→ **Quoted passage**

How To Do Alignment, Stop Codon Removal And Dn/Ds Calulation In One Go?
3
8
Entering edit mode
9.5 years ago
Naren ▴ 950

I have over 1000 files each having 30 sequences. Manually aligning, removing stop codons and then calculating avarage dN/dS for each file is impossible for me.
Are there ways to perform this via command drive.
(I know PAML, but no tool known for aligning in paml format and for removing stop codons)
Even 3 different tools for each step will do, the thing is just that I should be able to do it from command prompt.

(I'm on Win7)

paml • 13k views
1
Entering edit mode

what aligner would you like to use? Most, if not all, have a command line. Deleting the stop codons afterwards should be "trivial". E.g. biopython has an interface for most aligners and will run PAML as well. However, please keep in mind that dN/dS calculations are (obviously) very dependent on a good alignment. The huge downside of this automated approach will be that you will likely not quality check each alignment before moving on.

0
Entering edit mode

Hello， I have a similar problem?In big data,I must delete the stop codons in the sequence.So,can you give me some suggestions?

Thanks!

7
Entering edit mode
2.7 years ago

Hello,

the MACSE_V2 toolkit provides several tools to deal with nuceotide coding sequences. The alignSequences subprogram of MACSE allows building reliable codon alignments even in the presence of frameshifts of stop codons (especially useful for dN/dS analysis and pseudogene analysis). Morevover, this subprogam can handle the fact that different sequences use different genetic codes. MACSE also includes a subprogram specifically designed to replace stop codons (and frameshift codons) from an alignment. This subprogam (exportAlignment) allows to specify the codon (three letters of your choice) that will replace the stop codons. You can even provide two different codons for replacing stops appearing within the sequence (unexpected unless in pseudogenes) and stop codons appearing at the end of the sequences. While there is several options (e.g. to specify the output file name and the genetic code to use) the basic usage is quite straightforward:

java -jar macse.jar -prog exportAlignment -align align.fasta -codonForFinalStop --- -codonForInternalStop NNN


To ease the alignment of coding nucleotide sequences, we also provide ready to use alignment pipelines (provided as singularity container), which include optional filtering steps. These pipelines output the (filtered) nucleotide alignment, the corresponding (filtered) amino acid ones and the detail of the filtering steps (if some filtering steps were selected).

[Stored data entries]
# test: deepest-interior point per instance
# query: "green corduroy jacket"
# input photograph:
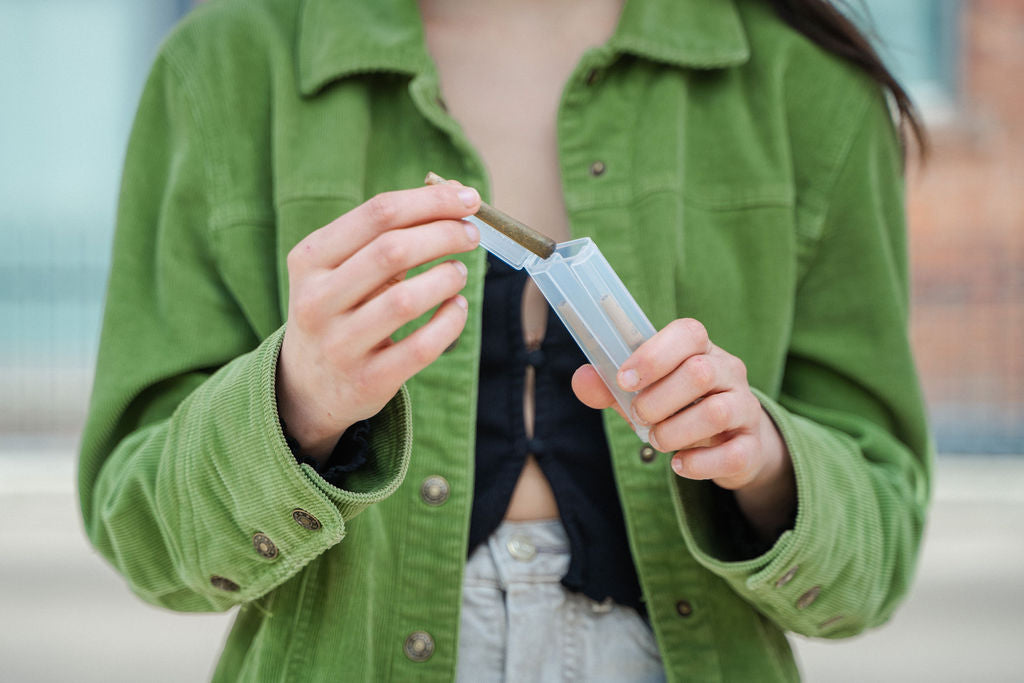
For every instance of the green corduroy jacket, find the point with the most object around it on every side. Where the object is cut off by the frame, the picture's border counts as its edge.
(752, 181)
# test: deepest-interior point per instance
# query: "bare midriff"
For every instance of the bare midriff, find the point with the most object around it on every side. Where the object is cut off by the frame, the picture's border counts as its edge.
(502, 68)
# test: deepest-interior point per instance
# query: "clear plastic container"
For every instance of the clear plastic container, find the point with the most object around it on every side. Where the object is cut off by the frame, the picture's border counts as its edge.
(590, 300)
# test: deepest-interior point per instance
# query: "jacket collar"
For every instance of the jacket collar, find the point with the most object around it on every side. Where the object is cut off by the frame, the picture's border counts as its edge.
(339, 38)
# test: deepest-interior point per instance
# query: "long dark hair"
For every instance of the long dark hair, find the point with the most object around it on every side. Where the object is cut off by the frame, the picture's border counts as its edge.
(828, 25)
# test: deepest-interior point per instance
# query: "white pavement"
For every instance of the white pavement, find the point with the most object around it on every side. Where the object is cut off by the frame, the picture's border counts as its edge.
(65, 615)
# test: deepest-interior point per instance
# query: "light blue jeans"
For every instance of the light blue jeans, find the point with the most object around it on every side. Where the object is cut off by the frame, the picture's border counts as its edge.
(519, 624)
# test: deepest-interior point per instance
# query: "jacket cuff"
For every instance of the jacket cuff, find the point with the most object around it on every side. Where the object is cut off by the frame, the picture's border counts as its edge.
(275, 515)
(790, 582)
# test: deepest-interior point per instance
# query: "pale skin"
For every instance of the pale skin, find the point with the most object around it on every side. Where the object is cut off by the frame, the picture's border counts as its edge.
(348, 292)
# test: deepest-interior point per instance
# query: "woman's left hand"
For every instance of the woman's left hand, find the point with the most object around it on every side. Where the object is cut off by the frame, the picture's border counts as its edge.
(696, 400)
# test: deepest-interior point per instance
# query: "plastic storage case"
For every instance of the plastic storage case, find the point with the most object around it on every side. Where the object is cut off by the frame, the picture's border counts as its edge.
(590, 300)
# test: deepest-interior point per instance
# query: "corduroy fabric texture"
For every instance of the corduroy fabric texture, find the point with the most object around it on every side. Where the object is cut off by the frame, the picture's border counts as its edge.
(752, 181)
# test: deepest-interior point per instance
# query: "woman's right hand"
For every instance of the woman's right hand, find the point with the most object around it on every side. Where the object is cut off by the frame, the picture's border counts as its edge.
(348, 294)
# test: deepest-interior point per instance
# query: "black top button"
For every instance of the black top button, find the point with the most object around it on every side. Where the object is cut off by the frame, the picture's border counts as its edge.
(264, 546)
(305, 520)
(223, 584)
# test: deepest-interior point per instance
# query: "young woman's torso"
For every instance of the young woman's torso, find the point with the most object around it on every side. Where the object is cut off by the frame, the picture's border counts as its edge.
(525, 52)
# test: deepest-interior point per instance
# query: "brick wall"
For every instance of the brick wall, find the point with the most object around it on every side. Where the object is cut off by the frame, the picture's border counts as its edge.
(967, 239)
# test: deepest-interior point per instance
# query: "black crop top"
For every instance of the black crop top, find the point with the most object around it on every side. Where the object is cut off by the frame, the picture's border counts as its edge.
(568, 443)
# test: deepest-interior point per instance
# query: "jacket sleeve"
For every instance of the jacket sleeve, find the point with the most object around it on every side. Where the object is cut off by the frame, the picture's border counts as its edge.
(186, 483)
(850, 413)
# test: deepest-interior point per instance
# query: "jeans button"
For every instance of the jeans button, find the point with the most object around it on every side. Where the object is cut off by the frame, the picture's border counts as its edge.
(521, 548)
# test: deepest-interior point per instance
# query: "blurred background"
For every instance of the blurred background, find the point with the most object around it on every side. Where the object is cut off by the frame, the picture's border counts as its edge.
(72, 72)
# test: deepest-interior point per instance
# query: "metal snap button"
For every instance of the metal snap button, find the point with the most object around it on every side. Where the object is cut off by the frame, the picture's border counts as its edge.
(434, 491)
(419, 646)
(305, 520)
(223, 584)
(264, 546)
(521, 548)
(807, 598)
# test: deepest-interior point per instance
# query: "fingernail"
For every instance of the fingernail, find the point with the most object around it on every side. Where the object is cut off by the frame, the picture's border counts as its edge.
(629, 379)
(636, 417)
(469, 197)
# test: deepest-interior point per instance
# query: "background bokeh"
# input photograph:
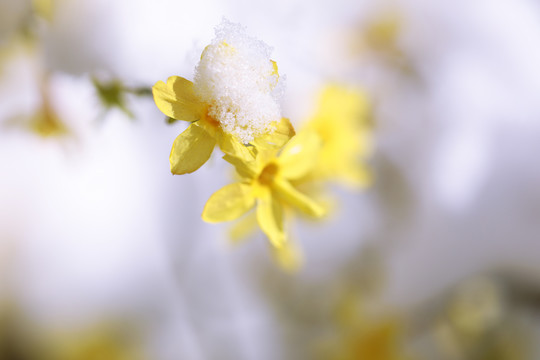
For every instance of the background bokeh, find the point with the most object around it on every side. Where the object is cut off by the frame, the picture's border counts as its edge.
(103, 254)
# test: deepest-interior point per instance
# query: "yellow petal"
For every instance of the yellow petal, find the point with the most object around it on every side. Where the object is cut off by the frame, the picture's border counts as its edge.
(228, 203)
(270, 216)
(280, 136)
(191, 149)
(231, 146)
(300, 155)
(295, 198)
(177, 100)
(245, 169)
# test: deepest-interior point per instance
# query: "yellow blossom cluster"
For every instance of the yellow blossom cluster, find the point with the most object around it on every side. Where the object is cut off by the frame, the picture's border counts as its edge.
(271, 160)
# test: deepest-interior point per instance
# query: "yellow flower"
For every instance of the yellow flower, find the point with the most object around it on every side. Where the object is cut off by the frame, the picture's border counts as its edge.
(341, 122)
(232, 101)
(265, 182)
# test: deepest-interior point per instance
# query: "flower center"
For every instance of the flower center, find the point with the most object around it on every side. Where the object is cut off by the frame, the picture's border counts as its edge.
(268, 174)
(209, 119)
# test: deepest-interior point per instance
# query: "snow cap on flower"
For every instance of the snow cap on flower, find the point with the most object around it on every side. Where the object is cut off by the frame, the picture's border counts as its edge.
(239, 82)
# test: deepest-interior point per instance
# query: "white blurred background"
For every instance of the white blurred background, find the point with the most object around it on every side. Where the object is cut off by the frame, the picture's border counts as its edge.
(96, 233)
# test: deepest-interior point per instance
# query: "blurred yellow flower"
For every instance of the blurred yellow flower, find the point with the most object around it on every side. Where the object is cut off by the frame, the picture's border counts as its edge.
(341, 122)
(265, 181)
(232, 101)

==

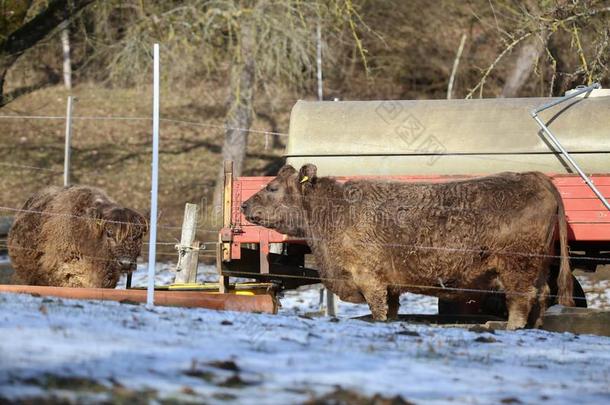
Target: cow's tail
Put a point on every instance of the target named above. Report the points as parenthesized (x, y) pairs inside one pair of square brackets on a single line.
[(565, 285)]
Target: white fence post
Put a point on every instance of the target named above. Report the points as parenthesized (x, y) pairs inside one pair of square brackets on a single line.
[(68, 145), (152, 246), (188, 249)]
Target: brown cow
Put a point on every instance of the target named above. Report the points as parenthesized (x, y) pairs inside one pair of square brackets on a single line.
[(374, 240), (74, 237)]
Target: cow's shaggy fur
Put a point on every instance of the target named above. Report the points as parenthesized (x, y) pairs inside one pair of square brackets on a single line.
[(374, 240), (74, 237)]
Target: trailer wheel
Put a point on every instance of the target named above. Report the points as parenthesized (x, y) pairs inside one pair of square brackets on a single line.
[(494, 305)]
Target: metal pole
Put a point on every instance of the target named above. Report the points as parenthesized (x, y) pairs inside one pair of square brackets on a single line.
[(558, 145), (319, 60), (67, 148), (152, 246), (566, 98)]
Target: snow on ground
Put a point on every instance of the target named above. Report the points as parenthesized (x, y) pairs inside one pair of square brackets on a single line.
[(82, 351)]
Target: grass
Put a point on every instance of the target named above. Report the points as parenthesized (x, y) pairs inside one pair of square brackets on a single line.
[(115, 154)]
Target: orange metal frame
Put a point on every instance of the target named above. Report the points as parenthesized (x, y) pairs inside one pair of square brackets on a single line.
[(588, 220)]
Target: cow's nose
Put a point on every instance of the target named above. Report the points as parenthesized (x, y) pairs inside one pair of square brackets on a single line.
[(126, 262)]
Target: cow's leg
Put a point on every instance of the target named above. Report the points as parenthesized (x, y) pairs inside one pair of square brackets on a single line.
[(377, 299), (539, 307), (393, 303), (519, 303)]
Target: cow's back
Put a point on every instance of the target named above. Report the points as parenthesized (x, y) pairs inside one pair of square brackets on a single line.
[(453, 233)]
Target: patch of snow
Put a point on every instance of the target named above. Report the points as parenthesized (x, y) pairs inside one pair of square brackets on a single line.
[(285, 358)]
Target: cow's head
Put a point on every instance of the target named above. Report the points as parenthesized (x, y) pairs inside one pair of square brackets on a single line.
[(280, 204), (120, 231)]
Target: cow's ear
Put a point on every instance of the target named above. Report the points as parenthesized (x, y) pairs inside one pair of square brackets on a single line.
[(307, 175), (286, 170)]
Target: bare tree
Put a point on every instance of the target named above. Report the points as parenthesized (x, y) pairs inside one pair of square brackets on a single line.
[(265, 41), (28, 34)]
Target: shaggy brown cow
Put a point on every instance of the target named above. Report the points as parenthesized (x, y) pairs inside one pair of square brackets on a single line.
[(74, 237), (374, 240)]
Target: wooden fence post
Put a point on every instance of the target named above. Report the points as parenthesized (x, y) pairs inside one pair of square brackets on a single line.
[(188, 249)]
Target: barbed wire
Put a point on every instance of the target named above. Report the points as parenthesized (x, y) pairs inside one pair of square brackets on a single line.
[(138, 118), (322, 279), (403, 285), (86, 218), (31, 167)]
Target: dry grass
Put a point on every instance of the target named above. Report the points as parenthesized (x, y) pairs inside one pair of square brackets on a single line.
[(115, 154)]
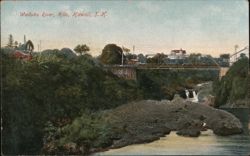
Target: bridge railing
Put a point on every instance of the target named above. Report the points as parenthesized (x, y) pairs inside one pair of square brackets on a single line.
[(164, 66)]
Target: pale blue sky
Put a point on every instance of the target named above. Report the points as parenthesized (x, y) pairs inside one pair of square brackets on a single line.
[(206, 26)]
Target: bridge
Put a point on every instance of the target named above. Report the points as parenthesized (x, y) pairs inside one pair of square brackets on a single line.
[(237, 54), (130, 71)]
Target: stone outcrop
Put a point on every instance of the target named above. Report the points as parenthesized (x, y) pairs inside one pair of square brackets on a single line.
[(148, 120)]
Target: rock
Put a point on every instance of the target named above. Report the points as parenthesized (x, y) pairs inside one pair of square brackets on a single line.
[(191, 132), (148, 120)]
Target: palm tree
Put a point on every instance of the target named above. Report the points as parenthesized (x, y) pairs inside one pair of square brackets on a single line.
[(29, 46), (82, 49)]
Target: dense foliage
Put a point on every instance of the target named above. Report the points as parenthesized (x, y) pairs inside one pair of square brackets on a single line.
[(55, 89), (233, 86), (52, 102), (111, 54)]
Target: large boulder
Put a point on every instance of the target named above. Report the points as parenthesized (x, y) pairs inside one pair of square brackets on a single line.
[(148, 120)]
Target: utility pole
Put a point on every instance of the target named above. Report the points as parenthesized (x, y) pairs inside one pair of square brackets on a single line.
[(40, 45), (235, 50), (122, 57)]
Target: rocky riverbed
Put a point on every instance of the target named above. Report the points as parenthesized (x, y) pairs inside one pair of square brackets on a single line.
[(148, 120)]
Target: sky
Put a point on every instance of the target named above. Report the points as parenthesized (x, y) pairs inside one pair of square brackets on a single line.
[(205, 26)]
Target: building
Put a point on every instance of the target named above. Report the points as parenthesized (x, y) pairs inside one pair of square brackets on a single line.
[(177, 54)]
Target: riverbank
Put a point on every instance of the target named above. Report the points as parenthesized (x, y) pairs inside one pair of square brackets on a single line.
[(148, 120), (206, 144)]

→ **Complete the following**
#1 In the forum thread, which MACSE subprogram lets you specify the codon that will replace stop codons?
#2 Copy the portion of the forum thread that starts at the words "(I'm on Win7)" and ends with the words "before moving on.".
The items are separate material and are not part of the forum thread.

→ **Solutions to the tasks**
#1 The exportAlignment subprogram.

#2
(I'm on Win7)

paml • 13k views
1
Entering edit mode

what aligner would you like to use? Most, if not all, have a command line. Deleting the stop codons afterwards should be "trivial". E.g. biopython has an interface for most aligners and will run PAML as well. However, please keep in mind that dN/dS calculations are (obviously) very dependent on a good alignment. The huge downside of this automated approach will be that you will likely not quality check each alignment before moving on.